Work order: Leave out any picture and return the remaining listing below exactly as given.
*** Opening of Records for this task ***
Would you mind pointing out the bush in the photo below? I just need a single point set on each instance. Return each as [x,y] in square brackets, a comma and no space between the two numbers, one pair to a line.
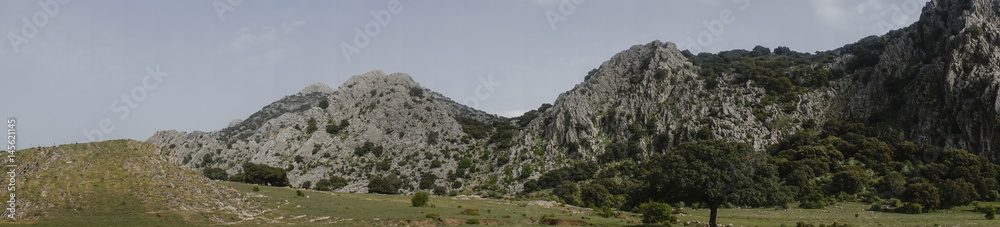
[911,208]
[568,192]
[975,31]
[337,182]
[440,190]
[215,173]
[264,175]
[323,104]
[427,180]
[323,185]
[656,212]
[417,92]
[607,212]
[465,163]
[852,180]
[432,137]
[470,211]
[420,199]
[595,195]
[925,194]
[311,126]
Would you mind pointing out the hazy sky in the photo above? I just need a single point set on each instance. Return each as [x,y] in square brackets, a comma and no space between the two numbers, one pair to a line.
[199,64]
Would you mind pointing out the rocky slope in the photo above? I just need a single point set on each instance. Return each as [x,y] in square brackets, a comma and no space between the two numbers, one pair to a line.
[935,82]
[119,178]
[409,125]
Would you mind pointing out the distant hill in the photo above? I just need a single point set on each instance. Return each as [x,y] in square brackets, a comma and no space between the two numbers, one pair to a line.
[120,182]
[935,82]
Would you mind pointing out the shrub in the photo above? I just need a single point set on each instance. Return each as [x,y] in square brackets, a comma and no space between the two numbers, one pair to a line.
[420,199]
[569,192]
[432,137]
[215,173]
[925,194]
[311,126]
[323,185]
[975,31]
[595,195]
[470,211]
[264,175]
[417,92]
[427,180]
[607,212]
[323,104]
[337,182]
[440,190]
[656,212]
[957,193]
[851,180]
[910,208]
[813,201]
[465,163]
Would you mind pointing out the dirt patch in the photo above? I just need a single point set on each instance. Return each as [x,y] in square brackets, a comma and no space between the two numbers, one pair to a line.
[549,221]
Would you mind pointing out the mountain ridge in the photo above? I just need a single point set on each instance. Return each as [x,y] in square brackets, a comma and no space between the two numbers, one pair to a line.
[640,102]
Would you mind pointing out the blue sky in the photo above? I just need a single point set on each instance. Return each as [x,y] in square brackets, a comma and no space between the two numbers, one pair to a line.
[180,65]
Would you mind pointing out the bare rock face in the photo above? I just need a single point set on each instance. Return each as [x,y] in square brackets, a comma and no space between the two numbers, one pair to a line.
[935,82]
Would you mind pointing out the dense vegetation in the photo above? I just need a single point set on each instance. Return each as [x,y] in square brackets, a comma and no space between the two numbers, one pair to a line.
[846,163]
[783,73]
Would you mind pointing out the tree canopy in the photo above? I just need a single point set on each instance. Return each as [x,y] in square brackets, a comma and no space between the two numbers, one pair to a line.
[714,172]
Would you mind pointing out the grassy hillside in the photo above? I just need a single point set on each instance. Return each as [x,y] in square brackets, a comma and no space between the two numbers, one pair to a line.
[322,208]
[121,182]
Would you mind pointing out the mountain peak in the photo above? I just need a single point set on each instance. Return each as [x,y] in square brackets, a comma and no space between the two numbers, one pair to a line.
[377,78]
[317,87]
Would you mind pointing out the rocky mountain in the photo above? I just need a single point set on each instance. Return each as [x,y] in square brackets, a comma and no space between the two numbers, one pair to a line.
[374,124]
[119,178]
[934,82]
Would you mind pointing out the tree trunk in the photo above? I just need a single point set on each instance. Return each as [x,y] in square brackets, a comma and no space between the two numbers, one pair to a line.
[715,213]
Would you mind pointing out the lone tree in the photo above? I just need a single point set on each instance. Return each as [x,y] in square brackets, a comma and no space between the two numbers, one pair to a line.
[714,172]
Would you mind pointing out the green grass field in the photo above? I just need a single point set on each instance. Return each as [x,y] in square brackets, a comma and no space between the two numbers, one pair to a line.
[346,209]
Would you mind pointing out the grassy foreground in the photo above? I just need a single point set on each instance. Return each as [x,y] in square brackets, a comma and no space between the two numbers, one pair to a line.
[346,209]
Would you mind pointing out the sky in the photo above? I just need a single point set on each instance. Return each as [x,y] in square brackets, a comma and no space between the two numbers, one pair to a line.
[78,71]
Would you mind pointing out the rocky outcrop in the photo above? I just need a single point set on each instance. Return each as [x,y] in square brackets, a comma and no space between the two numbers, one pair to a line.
[410,124]
[935,82]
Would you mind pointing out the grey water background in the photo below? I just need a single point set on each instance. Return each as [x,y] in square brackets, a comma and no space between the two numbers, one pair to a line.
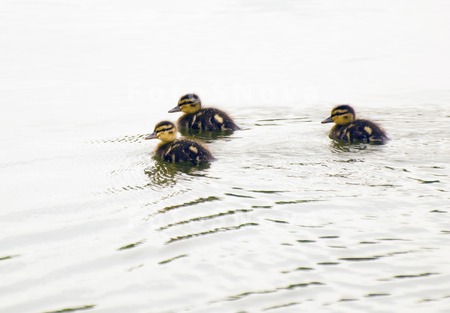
[284,220]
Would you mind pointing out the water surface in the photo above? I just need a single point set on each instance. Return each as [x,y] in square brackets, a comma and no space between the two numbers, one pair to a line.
[285,220]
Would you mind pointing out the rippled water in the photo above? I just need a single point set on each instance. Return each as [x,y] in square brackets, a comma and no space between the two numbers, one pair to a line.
[284,220]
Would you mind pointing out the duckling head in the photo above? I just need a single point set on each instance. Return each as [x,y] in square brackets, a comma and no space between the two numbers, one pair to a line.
[165,131]
[341,115]
[189,104]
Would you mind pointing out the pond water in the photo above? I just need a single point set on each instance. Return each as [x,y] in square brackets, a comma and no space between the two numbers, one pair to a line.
[284,220]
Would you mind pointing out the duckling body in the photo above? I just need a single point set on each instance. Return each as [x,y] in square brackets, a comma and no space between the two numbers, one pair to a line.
[198,118]
[348,129]
[176,150]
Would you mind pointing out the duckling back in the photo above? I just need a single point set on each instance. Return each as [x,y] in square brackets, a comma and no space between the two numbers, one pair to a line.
[359,131]
[209,119]
[183,150]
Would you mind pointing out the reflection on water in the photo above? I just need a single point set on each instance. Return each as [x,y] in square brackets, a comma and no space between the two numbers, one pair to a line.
[164,174]
[204,135]
[285,220]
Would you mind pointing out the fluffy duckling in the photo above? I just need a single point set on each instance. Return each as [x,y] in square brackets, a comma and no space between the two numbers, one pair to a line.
[175,150]
[348,129]
[202,119]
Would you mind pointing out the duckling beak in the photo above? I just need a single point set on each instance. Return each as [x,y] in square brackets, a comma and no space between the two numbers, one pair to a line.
[175,109]
[328,120]
[151,136]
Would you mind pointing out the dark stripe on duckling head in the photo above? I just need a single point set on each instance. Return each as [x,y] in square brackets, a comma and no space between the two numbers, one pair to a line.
[164,126]
[342,109]
[190,98]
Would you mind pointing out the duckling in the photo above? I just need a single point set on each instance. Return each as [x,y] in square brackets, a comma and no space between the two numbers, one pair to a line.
*** Close of Records for this task ***
Written response:
Would you mind pointing out the bush in the photo below? I just need a single point set on each instance. Return each as [x,y] in square brackets, a comma and no space between the two numbers, one pair to a line.
[911,208]
[568,192]
[975,31]
[337,182]
[440,190]
[215,173]
[264,175]
[323,104]
[427,180]
[323,185]
[656,212]
[417,92]
[607,212]
[465,163]
[852,180]
[432,137]
[470,211]
[420,199]
[595,195]
[925,194]
[311,126]
Would you mind pointing out the hazy sky in the photo above? I just need a single point set on each instance. Return each as [x,y] in square brackets, a comma and no space between the two numbers, one pair to a line.
[199,64]
Would you mind pointing out the rocky slope in the photo above? I just need a single point set on each instance. Return each as [x,y] in square brackets, a comma and no space between the two numbers, one pair to a line.
[935,82]
[119,178]
[409,125]
Would you mind pointing out the distant hill in the photo above? I just need a single point set on each instance. Return each as [x,y] in square brackets, a comma and no space between the two numbers, one pair to a line.
[120,182]
[935,82]
Would you mind pointing out the shrub in the photo above? I just need a single point set on each instance. Return each as [x,y] in square brackets, a comma and no space between the two numbers, one pair to a line.
[420,199]
[569,192]
[432,137]
[215,173]
[925,194]
[311,126]
[323,185]
[975,31]
[595,195]
[470,211]
[264,175]
[417,92]
[427,180]
[607,212]
[323,104]
[337,182]
[440,190]
[656,212]
[957,193]
[851,180]
[910,208]
[813,201]
[465,163]
Would you mind pointing out the dirt patch in the photo above? I just need a single point set on each instance. Return each as [x,y] in square brackets, a comma and no space between the two numbers, one pair to a line.
[549,221]
Would you mind pointing out the mountain ridge in the photo above? I just need a single point set on each instance. Return each as [x,y] in square brackets, a comma and no space between the two numbers, one pair to a line.
[640,102]
Would you mind pointing out the blue sky in the photo above? I just need a single point set on each instance. Return each as [x,y] in square brackets, a comma and no space between the two numbers, one pair to a line.
[180,65]
Would you mind pointing out the bare rock face in the photo above? I just need a single point set on each instance. Return each as [x,y] in square brackets, a comma and no space between the two numbers, one pair to a line.
[935,82]
Would you mind pointing out the dense vegetation in the photo above? I just need a single point set on each instance. Return each as [x,y] in square brackets, a comma and no space between the two numbers, one pair to a line.
[846,163]
[783,73]
Would you mind pointing out the tree canopy in the photo above? I just need a single point set on each instance. Return each as [x,y] in square brackets, a comma and no space between the two numbers, one pair to a line.
[714,172]
Would you mind pointing out the grassy hillside in the photo above? I just need a single point set on each instance. Return each as [x,y] in square brackets, a comma and no space between the two numbers, one pair to a line.
[322,208]
[121,182]
Would you mind pointing out the mountain peak in the photo above? I just need a single point set on each instance. Return each as [x,y] in square brackets, a comma and no space between the two numbers, one pair to a line.
[377,78]
[317,87]
Would you mind pointing out the rocky mountain in the photo above? I just need a single point set on each instance. Return each as [x,y] in square brackets, a comma and no space between the two numbers, one pair to a line.
[374,124]
[119,178]
[934,82]
Would you mind pointing out the tree trunk in the photo above? I just need a single point set on each instance. Return each as [x,y] in square brackets, a comma and no space between the two numbers, one pair to a line.
[715,213]
Would you mind pointing out the lone tree in the photo above? I just need a single point set on each instance. Return each as [x,y] in square brackets, a comma and no space between the two numbers, one pair to a line.
[714,172]
Would you mind pointing out the green grass field in the photo above? I just need a single point set on each instance. Return each as [x,y] in square brackets, a comma and no space between the two numbers, one pair to a line.
[346,209]
Would you mind pointing out the grassy foreground in the photo above? I just need a single point set on each instance. Return each as [x,y] in square brackets, a comma and no space between the two numbers, one pair to a line.
[346,209]
Would you mind pointing out the sky in the photo above? I just need a single point set on each instance. Return each as [x,y] in square brackets, a comma and no space between the two numbers, one pair to a line.
[78,71]
Would you mind pointing out the rocky outcrop in the photo above? I just need a single point set on each instance. Return each as [x,y] in square brackets, a comma and no space between the two numbers, one pair to a line.
[410,124]
[935,82]
Would you mind pointing out the grey water background in the photo below? I just need a single point set on each instance. Return each as [x,y] in square brackets, a comma and no space between the two numbers, one pair to a line.
[284,220]
Would you mind pointing out the water surface in the photo above? I just need a single point set on each instance. Return each as [x,y] in square brackets, a comma and no space between the two numbers, one pair to a line.
[285,220]
Would you mind pointing out the rippled water in the photo above? I just need a single point set on each instance. Return each as [x,y] in square brackets, a comma and no space between the two numbers, one pair to a line.
[284,220]
Would you mind pointing out the duckling head in the photo above? I just need a single point set on each instance. Return each as [x,y] in square brackets, a comma and no space between the two numbers, one pair to a line.
[165,131]
[341,115]
[189,104]
Would you mind pointing out the pond water in the photo above? I just need a single point set on each instance. Return each as [x,y] in square brackets, a comma and no space between the two numbers, one pair to a line.
[284,220]
Would you mind pointing out the duckling body in the photo above? I just need a single point set on each instance. Return each as [x,y] in square brackets, a comma and no space between the two numbers, one pair to a line.
[198,118]
[348,129]
[176,150]
Would you mind pointing out the duckling back in the photo above? I just need a single point set on each instance. Return each as [x,y] in square brackets, a comma and no space between the two numbers, one pair to a line.
[359,131]
[209,119]
[183,150]
Would you mind pointing out the reflection on water in the photo above? I just need a single point set on each instance. Return each as [x,y] in square brackets, a comma and no space between the two numbers, one pair to a line.
[164,174]
[204,135]
[285,220]
Would you mind pointing out the fluffy duckling in the photo above? I just need a single point set on each instance. Return each as [x,y] in square brackets, a comma and no space between the two numbers, one pair to a line.
[175,150]
[348,129]
[202,119]
Would you mind pointing out the duckling beak in the photo above? I just need a single point set on each instance. Return each as [x,y] in square brackets, a comma and no space between the two numbers, one pair to a line.
[175,109]
[328,120]
[151,136]
Would you mind pointing out the dark stripe on duckling head in the photo above? I just need a single point set on each instance. Return each as [x,y] in square brackets, a comma and no space between the two numbers, one pair to a line.
[164,126]
[342,109]
[190,98]
Would you mind pointing out the duckling in the photo above? I just need a single point set on each instance. Return each as [x,y] in square brackets, a comma and no space between the two numbers, one pair to a line.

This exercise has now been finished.